§ Activity 1
Summarize the article on glucagon and appetite in two sentences.
§ Activity 2
From the article on glucagon and appetite, repeat everything from "Glucagon, an appetite-regulating" down to "Endocrinology and Metabolism.".

Obese People Never Feel Full Due To a 'Misfiring' Appetite Hormone, Study


Glucagon, an appetite-regulating hormone fails to function properly in overweight people, hence leaving them hungry even after a meal, according to a new study conducted by researchers at the Chariti-University Medicine.  The study is published in the Journal of Clinical Endocrinology and Metabolism.

The researchers also found that glucagon suppresses hunger in people with type 1 diabetes.

The primary function of the Glucagon, secreted by the pancreas, is to hint the body to release stored glucose when blood sugar level is too low. But new evidence also indicates that it might also be responsible for regulating sensations related to eating, such as fullness and satisfaction. Researchers believe that glucagon signals the body to adjust the levels of other appetite hormones such as ghrelin.

"Once a person becomes obese, glucagon no longer induces feelings of fullness," said Dr Ayman Arafat of Chariti-University Medicine in Germany and the study's lead author.

The scientists arrived at the conclusion after examining glucagon levels and appetite among 11 obese people, 13 lean people and 13 people who had Type 1 diabetes. All of them were injected with either glucagon or a placebo.

§ Data provided
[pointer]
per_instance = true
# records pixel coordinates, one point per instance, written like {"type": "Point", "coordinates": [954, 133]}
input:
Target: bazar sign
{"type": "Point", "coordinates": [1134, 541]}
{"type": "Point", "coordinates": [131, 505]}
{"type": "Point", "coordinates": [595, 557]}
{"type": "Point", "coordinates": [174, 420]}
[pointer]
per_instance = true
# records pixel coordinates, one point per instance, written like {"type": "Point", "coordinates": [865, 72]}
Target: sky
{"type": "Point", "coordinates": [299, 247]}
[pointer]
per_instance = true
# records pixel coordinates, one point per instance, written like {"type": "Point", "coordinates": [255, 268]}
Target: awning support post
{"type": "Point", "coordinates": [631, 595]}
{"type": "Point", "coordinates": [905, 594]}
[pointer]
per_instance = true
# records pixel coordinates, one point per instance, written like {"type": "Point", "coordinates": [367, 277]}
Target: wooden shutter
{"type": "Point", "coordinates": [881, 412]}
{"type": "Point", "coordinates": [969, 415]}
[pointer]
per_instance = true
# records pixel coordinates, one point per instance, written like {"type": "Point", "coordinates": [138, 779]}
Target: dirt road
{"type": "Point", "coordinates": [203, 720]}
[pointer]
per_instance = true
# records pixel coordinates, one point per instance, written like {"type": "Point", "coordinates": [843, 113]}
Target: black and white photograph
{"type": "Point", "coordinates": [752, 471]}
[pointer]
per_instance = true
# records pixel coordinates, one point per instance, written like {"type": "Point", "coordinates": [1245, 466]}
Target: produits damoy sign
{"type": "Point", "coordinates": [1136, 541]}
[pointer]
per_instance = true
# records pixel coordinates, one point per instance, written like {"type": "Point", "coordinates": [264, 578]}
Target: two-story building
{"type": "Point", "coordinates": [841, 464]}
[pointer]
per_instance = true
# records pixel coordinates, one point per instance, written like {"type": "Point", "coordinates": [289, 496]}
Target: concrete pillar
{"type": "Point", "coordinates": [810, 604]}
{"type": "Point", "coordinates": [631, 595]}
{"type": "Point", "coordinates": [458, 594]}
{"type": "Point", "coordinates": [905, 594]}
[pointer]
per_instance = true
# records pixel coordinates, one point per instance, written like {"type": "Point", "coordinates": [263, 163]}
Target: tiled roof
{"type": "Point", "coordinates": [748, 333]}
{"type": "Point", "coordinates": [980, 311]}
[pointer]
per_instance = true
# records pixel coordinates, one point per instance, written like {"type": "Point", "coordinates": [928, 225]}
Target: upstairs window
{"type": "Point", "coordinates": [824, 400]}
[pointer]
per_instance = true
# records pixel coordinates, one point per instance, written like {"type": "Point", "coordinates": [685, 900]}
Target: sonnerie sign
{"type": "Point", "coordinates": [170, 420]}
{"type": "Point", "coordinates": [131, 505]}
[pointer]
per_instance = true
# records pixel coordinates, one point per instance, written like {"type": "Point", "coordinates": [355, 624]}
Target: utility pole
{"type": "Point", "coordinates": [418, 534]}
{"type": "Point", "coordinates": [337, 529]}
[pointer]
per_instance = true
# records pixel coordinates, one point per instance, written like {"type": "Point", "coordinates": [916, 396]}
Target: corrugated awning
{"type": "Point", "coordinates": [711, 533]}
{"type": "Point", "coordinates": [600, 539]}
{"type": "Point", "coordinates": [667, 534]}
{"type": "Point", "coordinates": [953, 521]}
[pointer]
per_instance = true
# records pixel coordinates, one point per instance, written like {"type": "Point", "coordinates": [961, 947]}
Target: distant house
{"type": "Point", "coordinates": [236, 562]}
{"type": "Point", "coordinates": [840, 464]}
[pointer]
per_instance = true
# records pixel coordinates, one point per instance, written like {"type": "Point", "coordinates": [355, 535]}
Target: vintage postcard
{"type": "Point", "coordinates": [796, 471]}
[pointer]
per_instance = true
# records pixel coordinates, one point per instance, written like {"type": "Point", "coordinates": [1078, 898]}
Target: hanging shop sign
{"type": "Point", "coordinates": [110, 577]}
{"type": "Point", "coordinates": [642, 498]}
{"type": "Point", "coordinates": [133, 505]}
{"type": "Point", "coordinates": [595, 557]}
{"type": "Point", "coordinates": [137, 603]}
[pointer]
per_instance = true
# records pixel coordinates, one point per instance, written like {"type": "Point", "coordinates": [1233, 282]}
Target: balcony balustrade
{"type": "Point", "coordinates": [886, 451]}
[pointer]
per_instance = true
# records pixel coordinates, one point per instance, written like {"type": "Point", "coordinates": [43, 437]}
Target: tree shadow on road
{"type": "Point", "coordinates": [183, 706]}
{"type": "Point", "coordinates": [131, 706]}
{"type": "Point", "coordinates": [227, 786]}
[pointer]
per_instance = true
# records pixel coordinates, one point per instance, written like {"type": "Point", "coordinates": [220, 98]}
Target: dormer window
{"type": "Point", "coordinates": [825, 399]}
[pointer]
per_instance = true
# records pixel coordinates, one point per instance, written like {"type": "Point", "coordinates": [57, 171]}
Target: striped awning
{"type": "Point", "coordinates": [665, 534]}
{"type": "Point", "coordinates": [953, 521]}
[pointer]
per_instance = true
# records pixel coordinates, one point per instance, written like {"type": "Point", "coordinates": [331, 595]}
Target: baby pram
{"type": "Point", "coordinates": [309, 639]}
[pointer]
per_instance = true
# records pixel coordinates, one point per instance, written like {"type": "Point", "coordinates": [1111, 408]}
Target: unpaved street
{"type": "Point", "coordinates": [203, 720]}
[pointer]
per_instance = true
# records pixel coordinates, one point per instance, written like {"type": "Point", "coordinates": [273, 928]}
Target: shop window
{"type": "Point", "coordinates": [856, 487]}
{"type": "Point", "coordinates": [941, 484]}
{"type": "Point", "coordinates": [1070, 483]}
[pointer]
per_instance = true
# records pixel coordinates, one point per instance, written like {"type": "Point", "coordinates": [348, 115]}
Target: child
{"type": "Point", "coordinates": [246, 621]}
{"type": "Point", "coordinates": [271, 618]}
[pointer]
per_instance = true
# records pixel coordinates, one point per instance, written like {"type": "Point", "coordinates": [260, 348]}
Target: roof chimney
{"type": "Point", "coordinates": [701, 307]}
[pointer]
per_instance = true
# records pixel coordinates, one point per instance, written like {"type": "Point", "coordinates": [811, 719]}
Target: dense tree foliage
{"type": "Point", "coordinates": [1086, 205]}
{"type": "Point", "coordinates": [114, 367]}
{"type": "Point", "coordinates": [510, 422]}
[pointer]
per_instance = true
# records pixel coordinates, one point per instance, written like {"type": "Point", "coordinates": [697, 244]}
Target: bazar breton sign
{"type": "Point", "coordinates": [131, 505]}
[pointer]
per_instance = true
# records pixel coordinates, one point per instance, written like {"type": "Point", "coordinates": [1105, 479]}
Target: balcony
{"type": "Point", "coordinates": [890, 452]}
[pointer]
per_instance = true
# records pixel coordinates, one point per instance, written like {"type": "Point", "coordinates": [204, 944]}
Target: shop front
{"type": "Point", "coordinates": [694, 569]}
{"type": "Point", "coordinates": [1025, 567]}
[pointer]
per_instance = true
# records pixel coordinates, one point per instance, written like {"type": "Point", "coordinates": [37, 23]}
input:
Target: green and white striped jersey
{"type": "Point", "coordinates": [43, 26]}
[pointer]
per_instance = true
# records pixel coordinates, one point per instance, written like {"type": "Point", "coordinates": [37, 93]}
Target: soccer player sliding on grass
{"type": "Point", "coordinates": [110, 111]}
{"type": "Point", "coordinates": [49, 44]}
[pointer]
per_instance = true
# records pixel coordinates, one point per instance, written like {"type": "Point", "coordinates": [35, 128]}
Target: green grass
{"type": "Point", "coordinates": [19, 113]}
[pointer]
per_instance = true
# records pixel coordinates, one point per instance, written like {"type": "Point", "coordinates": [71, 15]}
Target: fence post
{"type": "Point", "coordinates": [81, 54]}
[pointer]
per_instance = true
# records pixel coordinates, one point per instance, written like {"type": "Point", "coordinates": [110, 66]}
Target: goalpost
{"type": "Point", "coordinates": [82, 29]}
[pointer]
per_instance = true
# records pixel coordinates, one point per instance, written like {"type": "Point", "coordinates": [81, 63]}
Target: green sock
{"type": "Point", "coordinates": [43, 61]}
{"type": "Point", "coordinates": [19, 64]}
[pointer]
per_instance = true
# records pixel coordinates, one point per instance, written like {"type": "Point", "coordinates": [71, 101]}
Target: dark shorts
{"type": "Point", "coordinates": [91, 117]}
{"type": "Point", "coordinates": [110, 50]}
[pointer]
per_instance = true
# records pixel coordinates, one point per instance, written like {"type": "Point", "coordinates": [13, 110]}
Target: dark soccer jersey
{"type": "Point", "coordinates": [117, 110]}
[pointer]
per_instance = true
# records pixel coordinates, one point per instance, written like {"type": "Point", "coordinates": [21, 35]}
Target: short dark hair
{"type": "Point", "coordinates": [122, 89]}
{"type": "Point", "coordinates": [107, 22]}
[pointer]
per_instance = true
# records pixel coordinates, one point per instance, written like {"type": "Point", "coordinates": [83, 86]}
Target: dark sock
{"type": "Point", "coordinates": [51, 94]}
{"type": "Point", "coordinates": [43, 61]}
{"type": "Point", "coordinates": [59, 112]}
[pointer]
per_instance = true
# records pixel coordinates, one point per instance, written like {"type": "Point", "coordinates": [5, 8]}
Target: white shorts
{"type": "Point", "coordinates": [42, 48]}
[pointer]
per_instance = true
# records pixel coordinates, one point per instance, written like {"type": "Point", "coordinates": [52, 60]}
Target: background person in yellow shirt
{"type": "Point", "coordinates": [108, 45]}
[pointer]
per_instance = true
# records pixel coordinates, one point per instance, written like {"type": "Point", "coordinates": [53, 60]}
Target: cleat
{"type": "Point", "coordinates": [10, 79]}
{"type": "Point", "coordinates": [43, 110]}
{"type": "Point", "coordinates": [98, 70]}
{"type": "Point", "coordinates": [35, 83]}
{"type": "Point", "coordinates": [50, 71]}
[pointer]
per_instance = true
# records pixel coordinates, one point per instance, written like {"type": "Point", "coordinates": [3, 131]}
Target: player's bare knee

§ Answer section 1
A study published in the Journal of Clinical Endocrinology and Metabolism found that glucagon, an appetite-regulating hormone, fails to function properly in overweight people and leaves them hungry even after a meal, though it suppresses hunger in people with type 1 diabetes. The researchers examined glucagon levels and appetite among 11 obese people, 13 lean people and 13 people with type 1 diabetes, all of whom were injected with either glucagon or a placebo.

§ Answer section 2
Glucagon, an appetite-regulating hormone fails to function properly in overweight people, hence leaving them hungry even after a meal, according to a new study conducted by researchers at the Chariti-University Medicine.  The study is published in the Journal of Clinical Endocrinology and Metabolism.